* [SUPPLIED MATERIAL]
------------------------------------------------

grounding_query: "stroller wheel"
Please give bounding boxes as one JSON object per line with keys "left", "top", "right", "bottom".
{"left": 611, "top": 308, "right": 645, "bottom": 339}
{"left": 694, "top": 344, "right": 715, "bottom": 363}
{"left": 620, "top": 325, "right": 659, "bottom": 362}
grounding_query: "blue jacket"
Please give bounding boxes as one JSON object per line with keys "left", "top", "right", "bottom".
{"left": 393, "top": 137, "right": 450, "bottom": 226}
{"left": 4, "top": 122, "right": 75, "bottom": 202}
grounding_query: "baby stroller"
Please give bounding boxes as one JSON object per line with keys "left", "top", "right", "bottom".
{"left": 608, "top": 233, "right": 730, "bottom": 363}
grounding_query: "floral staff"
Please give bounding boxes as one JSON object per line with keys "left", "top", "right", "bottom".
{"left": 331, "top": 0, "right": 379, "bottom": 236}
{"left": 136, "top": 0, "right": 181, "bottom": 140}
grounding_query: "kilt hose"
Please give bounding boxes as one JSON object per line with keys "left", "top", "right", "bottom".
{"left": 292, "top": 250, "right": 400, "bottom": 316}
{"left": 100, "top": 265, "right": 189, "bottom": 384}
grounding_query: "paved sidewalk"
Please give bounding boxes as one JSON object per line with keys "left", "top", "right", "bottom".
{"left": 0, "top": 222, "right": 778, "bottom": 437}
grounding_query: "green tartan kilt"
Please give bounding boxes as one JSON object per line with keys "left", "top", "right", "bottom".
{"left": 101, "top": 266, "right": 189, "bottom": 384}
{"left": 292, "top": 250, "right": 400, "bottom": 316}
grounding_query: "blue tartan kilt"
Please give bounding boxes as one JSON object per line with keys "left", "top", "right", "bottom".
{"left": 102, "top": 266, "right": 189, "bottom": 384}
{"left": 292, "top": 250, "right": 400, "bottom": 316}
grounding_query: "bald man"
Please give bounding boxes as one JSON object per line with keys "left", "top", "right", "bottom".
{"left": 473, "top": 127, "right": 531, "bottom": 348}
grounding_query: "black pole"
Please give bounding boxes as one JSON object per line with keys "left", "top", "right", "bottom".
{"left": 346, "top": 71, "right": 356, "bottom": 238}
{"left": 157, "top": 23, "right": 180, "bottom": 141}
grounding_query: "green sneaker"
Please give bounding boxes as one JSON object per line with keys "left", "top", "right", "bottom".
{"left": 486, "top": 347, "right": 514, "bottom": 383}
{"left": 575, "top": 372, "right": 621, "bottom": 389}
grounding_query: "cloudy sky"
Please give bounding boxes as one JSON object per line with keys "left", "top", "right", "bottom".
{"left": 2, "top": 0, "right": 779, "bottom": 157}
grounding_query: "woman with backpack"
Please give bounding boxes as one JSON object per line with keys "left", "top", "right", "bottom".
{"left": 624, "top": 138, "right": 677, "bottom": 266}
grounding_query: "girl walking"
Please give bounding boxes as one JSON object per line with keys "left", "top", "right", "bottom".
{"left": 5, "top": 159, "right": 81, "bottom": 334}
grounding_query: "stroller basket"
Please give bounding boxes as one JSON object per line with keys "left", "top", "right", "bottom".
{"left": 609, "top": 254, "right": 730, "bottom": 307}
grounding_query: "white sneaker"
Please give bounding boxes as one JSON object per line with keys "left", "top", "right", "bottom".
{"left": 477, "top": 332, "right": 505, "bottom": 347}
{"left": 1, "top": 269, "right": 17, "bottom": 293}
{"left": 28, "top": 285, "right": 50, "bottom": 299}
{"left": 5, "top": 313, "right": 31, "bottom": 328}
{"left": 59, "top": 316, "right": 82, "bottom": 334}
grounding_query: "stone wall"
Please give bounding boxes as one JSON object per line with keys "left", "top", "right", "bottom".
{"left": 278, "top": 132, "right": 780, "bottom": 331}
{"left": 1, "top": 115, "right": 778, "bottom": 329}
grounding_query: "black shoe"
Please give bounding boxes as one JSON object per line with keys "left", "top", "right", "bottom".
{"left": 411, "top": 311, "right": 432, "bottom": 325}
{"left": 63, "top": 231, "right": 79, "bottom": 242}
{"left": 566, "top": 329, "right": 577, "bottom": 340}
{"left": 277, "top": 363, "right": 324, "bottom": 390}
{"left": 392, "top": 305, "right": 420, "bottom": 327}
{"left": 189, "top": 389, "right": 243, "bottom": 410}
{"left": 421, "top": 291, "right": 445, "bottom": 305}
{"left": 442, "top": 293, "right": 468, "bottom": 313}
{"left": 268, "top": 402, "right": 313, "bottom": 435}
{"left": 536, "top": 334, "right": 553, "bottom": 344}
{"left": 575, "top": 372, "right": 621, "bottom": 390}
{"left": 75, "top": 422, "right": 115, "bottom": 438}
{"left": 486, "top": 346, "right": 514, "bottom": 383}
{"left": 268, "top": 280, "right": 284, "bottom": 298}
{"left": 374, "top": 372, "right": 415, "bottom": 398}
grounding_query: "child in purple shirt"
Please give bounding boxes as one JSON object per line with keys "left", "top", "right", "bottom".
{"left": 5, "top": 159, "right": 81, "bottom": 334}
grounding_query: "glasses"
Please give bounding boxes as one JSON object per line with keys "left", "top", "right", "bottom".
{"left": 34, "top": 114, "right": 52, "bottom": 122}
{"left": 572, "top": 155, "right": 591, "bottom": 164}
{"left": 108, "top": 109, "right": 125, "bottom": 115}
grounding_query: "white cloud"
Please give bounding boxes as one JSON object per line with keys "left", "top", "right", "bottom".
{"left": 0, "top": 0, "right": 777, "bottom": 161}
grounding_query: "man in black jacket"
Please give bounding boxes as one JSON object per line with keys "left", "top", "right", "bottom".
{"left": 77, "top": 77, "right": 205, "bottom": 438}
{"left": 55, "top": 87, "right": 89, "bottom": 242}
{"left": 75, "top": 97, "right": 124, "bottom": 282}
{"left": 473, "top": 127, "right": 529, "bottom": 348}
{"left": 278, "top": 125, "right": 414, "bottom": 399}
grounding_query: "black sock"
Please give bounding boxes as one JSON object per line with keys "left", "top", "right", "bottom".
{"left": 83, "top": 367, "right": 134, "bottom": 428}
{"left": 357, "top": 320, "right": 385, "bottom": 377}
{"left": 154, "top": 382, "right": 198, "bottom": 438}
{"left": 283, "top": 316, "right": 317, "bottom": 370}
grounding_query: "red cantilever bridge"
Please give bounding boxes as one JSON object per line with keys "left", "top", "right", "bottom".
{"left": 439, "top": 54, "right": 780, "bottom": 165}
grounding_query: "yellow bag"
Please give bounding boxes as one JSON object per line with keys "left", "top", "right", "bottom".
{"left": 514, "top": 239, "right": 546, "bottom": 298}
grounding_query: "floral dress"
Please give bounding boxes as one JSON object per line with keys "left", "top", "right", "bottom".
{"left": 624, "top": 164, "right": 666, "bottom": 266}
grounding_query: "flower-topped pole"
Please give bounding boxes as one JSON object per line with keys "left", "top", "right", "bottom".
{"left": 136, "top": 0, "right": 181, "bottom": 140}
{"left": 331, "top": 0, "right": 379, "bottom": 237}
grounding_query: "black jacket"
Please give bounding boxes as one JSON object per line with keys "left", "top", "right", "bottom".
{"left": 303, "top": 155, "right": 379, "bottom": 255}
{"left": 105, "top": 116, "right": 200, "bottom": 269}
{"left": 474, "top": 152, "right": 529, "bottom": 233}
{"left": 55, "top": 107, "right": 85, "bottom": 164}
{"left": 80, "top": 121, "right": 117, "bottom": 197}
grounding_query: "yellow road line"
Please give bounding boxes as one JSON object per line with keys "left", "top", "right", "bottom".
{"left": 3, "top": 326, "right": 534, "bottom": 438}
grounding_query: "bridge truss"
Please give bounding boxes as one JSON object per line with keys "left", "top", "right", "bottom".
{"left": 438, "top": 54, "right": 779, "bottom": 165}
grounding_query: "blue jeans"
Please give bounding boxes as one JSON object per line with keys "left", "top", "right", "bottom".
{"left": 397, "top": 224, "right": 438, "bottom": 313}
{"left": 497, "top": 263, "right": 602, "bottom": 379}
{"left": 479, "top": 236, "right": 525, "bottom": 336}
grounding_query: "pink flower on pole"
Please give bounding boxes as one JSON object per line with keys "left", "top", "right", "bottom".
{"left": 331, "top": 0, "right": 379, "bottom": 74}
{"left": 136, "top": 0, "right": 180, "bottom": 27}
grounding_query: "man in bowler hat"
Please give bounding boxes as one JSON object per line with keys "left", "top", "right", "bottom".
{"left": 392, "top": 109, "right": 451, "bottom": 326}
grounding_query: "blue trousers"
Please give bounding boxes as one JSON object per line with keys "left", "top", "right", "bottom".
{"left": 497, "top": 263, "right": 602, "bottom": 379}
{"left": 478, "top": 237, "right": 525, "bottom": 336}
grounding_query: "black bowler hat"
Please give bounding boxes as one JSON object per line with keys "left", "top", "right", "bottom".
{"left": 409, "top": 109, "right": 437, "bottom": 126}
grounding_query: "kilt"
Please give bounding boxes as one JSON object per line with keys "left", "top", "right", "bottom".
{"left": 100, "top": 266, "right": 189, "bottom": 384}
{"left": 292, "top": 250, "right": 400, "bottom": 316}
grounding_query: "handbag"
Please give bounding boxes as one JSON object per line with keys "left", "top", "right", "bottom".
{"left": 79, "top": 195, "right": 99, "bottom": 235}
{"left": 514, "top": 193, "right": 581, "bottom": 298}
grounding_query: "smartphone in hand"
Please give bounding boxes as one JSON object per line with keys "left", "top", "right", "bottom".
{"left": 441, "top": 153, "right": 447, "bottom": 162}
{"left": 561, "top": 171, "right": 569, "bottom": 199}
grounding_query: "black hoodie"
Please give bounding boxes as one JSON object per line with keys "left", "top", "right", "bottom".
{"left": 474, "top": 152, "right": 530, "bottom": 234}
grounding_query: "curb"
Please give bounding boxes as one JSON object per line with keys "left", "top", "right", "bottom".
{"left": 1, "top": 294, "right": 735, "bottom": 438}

------------------------------------------------

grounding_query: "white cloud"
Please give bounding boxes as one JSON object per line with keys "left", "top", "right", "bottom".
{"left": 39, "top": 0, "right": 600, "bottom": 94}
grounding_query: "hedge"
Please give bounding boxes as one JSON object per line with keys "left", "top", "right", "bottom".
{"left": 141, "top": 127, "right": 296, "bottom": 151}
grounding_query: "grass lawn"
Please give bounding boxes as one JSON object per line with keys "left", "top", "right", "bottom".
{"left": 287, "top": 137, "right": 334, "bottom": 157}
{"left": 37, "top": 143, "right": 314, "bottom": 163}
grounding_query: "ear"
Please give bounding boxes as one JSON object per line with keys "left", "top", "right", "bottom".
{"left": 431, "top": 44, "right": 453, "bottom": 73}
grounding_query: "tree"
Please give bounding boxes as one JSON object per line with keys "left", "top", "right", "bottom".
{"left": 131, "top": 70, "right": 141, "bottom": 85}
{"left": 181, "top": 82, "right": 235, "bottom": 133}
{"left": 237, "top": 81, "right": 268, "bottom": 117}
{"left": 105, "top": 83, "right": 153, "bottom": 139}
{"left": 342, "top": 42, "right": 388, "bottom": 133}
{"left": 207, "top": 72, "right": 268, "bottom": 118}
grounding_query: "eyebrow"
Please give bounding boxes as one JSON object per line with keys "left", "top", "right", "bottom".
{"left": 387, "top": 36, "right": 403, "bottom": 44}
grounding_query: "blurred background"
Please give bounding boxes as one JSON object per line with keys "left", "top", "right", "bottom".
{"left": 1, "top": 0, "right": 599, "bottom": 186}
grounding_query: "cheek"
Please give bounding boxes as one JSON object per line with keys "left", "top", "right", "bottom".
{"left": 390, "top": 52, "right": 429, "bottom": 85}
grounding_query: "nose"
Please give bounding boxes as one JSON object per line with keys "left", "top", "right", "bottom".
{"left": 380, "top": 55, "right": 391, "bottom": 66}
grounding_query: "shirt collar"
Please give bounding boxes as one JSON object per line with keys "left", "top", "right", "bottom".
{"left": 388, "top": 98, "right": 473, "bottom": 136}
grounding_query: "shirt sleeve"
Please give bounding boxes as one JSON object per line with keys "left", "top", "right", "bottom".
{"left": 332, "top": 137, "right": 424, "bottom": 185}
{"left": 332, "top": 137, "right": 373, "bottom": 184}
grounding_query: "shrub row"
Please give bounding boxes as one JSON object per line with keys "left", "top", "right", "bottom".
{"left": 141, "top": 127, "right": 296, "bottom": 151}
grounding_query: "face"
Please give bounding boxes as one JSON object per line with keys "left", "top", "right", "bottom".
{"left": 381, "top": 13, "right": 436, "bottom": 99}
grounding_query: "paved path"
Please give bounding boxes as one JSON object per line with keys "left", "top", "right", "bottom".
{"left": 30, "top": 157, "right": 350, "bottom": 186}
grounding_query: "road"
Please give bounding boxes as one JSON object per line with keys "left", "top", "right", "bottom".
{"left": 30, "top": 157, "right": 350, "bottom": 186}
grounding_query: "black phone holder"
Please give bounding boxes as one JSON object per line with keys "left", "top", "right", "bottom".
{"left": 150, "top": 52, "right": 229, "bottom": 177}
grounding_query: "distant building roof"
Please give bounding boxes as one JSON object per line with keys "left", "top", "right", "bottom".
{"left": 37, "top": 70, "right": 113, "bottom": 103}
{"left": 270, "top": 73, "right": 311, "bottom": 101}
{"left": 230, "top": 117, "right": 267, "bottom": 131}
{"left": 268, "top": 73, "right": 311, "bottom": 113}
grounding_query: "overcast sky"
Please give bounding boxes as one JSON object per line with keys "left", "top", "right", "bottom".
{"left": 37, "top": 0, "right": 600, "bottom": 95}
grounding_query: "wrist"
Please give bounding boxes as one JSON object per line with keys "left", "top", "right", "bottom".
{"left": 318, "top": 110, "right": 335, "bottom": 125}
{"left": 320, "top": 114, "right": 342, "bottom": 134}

------------------------------------------------

* [WHAT IS NEEDED] Lines with "green" in the records above: copy every one of them.

* [RESULT OF THIS TASK]
grounding_query: "green tartan kilt"
grounding_query: "green sneaker"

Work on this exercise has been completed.